▶ [Görev tanımı]: Aşağıdaki veride "skyscraper" kelimesinin kaç satırda geçtiğini söyleyin. Yalnızca sayıyı yazın.

(Bölge etiketleme verileri)
- - - - -

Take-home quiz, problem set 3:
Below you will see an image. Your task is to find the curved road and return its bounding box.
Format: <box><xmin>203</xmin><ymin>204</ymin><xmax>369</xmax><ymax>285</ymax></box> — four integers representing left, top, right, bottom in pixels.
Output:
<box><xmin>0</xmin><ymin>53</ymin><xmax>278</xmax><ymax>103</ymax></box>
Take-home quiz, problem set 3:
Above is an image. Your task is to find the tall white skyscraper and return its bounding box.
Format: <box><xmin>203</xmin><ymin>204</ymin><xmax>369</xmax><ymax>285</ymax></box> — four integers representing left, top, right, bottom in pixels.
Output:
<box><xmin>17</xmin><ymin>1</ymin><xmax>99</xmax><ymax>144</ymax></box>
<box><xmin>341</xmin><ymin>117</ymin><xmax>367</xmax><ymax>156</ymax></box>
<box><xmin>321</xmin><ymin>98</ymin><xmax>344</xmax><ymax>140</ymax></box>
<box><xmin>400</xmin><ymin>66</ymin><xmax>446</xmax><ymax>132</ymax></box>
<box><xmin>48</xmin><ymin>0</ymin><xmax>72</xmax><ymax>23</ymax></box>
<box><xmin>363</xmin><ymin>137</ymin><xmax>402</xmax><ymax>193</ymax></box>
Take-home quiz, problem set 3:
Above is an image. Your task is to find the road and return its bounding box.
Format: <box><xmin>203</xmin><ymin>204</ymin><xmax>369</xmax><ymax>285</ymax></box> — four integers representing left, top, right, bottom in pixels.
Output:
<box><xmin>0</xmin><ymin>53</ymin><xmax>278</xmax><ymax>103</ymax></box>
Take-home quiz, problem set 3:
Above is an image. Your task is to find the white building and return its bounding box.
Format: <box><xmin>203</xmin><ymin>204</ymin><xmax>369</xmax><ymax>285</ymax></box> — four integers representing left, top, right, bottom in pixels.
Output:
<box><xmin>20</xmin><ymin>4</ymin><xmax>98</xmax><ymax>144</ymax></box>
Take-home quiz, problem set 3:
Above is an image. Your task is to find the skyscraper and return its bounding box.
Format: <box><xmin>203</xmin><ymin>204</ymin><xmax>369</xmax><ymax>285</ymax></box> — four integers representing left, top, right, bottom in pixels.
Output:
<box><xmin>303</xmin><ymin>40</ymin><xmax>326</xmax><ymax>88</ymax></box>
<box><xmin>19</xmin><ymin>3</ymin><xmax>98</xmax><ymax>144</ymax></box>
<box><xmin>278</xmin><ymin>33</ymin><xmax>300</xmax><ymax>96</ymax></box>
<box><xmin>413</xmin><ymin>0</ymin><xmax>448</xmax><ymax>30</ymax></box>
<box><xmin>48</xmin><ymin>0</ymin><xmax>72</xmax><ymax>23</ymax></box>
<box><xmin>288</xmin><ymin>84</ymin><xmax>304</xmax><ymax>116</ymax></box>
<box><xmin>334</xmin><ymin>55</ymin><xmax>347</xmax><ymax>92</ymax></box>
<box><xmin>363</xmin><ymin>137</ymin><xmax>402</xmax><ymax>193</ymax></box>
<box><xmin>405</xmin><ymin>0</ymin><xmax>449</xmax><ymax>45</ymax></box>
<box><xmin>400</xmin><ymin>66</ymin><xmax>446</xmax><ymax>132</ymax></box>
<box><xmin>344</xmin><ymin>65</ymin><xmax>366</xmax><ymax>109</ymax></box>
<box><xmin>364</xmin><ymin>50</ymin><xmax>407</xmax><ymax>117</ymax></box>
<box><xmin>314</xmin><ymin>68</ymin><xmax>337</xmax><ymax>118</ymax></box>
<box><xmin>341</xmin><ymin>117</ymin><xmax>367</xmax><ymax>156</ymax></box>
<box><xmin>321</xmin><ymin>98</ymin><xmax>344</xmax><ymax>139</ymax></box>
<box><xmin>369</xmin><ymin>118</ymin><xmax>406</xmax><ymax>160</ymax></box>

- - - - -

▶ [Çözüm]: 2